■ **DATA EXCERPTS**
BEGIN

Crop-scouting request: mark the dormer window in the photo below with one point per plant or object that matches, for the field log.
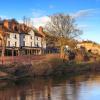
(15, 36)
(8, 35)
(30, 37)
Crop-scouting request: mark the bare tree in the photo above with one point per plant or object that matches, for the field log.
(63, 27)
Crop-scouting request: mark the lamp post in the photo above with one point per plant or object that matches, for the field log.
(13, 54)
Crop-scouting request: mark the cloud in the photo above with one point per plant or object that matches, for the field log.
(86, 13)
(51, 6)
(40, 21)
(3, 17)
(38, 13)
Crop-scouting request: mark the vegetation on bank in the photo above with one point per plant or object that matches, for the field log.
(50, 67)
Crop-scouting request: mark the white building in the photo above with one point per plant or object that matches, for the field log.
(31, 42)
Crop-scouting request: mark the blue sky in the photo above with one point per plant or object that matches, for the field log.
(86, 13)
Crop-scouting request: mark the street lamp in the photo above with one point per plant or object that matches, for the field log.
(12, 53)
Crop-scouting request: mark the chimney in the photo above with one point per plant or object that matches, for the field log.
(6, 24)
(40, 29)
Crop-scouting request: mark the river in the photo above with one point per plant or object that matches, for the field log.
(83, 87)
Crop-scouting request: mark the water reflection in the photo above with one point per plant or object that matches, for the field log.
(84, 87)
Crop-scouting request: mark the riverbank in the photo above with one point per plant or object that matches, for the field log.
(44, 68)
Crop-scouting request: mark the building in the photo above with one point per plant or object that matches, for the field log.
(89, 45)
(21, 39)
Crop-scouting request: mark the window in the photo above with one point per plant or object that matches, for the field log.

END

■ **PROBLEM**
Write out the lines above, starting at the line that contains "Crop-scouting request: mark the blue" and ending with the final line, and nothing else; copy them exactly.

■ **EXPECTED OUTPUT**
Crop-scouting request: mark the blue sky in the photo above with one point per plant or object that matches, for the field log.
(86, 13)
Crop-scouting request: mark the street lamp in the photo above with one point per plant or object that matches, for the field log.
(12, 53)
Crop-scouting request: mark the chimney in the photo above with one point per plant or object that matches, for the field log.
(6, 24)
(40, 29)
Crop-scouting request: mark the river in the photo above with one point per plant or object that matches, for the field log.
(83, 87)
Crop-scouting request: mark the water reflection in the photo above with one point per plant or object that matches, for the field log.
(84, 87)
Crop-scouting request: mark the riverbank in the photo above with one point per plant or object that matches, for the field log.
(44, 68)
Crop-scouting request: mark the building in the photo above with one point per plant or object that matches, for the field log.
(89, 45)
(21, 39)
Crop-scouting request: mark the window in the photo above with one point per plant or object that matches, for the field log.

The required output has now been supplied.